**Saved data entries**
┌──
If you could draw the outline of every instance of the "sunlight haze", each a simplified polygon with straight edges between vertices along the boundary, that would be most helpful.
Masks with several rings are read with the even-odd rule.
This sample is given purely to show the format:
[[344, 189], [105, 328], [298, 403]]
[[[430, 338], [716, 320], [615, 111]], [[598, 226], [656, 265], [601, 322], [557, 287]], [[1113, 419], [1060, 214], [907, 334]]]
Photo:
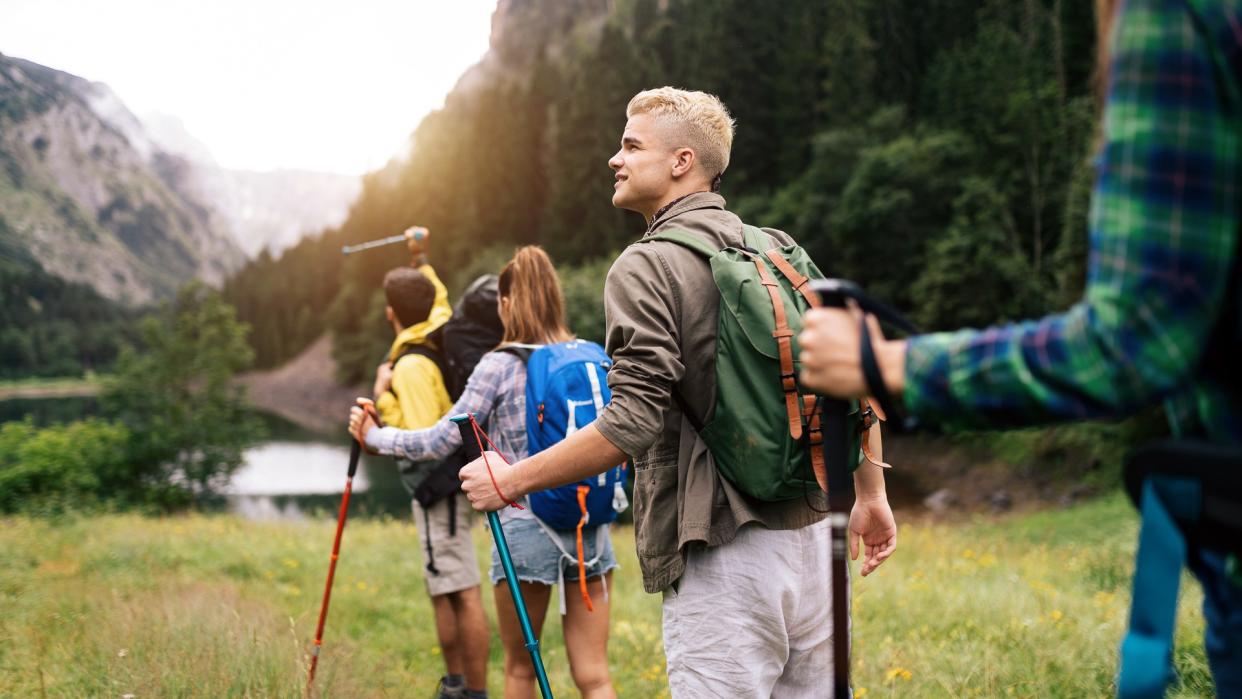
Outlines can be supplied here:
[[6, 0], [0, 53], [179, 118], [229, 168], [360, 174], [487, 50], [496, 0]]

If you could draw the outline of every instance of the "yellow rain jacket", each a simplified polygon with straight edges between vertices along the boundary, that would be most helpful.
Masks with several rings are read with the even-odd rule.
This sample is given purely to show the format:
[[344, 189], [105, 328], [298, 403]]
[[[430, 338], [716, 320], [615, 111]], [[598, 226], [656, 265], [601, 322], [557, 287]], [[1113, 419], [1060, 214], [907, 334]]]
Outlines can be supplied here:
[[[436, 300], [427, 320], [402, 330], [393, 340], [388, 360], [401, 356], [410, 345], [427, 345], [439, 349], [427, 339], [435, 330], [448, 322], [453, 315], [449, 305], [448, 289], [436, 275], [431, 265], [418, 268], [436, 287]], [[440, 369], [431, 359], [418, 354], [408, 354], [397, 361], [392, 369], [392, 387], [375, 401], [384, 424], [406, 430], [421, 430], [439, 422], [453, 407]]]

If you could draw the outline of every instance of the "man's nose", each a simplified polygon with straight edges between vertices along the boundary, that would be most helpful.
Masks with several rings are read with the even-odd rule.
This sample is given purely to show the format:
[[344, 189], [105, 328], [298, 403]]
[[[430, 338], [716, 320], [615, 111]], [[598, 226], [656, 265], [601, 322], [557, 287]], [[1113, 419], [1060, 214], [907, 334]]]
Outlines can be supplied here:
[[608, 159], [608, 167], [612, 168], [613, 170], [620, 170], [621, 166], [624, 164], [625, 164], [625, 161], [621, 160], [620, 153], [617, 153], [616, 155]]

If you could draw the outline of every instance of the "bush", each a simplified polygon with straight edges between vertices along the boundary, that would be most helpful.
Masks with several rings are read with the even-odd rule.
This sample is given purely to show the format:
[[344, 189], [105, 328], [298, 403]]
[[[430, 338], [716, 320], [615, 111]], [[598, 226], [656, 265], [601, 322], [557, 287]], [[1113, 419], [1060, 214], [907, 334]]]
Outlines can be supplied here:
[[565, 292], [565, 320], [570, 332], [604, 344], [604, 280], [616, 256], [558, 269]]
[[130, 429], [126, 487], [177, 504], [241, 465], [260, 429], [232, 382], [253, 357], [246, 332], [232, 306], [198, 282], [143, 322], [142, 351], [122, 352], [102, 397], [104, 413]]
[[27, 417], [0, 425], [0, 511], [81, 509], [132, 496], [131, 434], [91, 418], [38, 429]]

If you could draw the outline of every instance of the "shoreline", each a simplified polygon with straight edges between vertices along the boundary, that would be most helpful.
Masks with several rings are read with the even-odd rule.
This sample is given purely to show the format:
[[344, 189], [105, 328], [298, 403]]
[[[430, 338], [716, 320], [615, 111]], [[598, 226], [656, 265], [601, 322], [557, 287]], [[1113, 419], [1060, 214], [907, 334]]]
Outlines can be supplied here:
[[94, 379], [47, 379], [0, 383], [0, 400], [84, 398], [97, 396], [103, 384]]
└──
**WORK ITEM**
Could you print the data exactly as it appears and keep the pictures out?

**PROBLEM SOLUTION**
If you could draw the outline of every instance of the "sunlight haze", each a simplified polygon with straight edges between vertices along the boundary, that would be most helpful.
Masks with several rings are read with the even-odd rule.
This sample is given purely to show the format:
[[344, 189], [105, 328], [298, 403]]
[[[430, 338], [716, 320], [615, 111]], [[598, 226], [656, 265], [601, 322], [557, 287]], [[1113, 419], [1060, 214], [907, 334]]]
Photo:
Outlines can be supplied here:
[[6, 0], [0, 53], [179, 118], [229, 168], [360, 174], [487, 50], [496, 0]]

If you could draw the outline of every instance of the "yellow rain jacket", each a simplified polygon with straight edges between vertices along the boundary, that would be most helpful.
Masks with several rings are read with the even-odd rule.
This sample is given purely to show the format:
[[344, 189], [105, 328], [298, 403]]
[[[430, 338], [716, 320], [615, 111]], [[598, 226], [656, 265], [601, 322], [557, 287]], [[1113, 419], [1060, 214], [907, 334]]]
Outlines can be supplied here:
[[[436, 300], [427, 320], [402, 330], [393, 340], [388, 360], [401, 356], [410, 345], [427, 345], [439, 349], [427, 339], [435, 330], [448, 322], [453, 315], [449, 305], [448, 289], [436, 275], [431, 265], [418, 268], [436, 287]], [[440, 369], [431, 359], [418, 354], [408, 354], [397, 361], [392, 369], [392, 387], [375, 401], [384, 424], [406, 430], [421, 430], [439, 422], [453, 407]]]

If you could draw the outline of every instance of the "man's nose", each a simplified polygon with straight edges between vertices along the boundary, that would be most helpful.
Masks with several rings are read with the even-odd rule.
This sample is given purely to show the format:
[[344, 189], [105, 328], [298, 403]]
[[[430, 338], [716, 320], [615, 111]], [[598, 226], [656, 265], [601, 322], [557, 287]], [[1113, 419], [1060, 214], [907, 334]]]
Outlines can be supplied here:
[[608, 159], [608, 167], [612, 168], [613, 170], [620, 170], [621, 166], [624, 164], [625, 164], [625, 161], [621, 160], [620, 153], [617, 153], [616, 155]]

If you could draw the outline of every instance of the "bush", each a simplified polygon with straight edges between vertices along the boundary, that would be most helpful.
Masks with several rings are read with the even-odd rule.
This sample is given purely to show the format:
[[344, 189], [105, 328], [298, 403]]
[[[430, 338], [716, 320], [615, 111]], [[598, 226], [656, 265], [601, 322], [557, 287]], [[1113, 419], [1060, 214], [907, 334]]]
Outlines can be supplied here:
[[565, 292], [565, 320], [570, 332], [604, 344], [604, 280], [616, 256], [558, 269]]
[[130, 429], [126, 487], [177, 504], [241, 465], [260, 429], [232, 382], [253, 357], [246, 332], [232, 306], [198, 282], [143, 322], [142, 351], [122, 352], [102, 397], [104, 413]]
[[27, 417], [0, 425], [0, 511], [81, 509], [132, 496], [131, 434], [91, 418], [38, 429]]

If you could draw the outline of every instance of the "shoreline", each a simplified polygon with straight edges between vertices along the boundary, that would be most helpful.
Masks with several rings are read with the even-odd rule.
This sample is given purely to show the format:
[[344, 189], [105, 328], [298, 403]]
[[[430, 338], [716, 320], [615, 111]], [[598, 226], [656, 265], [601, 322], [557, 287]], [[1113, 419], [1060, 214], [907, 334]]]
Outlines can be supplied here:
[[94, 379], [47, 379], [0, 383], [0, 400], [84, 398], [97, 396], [103, 384]]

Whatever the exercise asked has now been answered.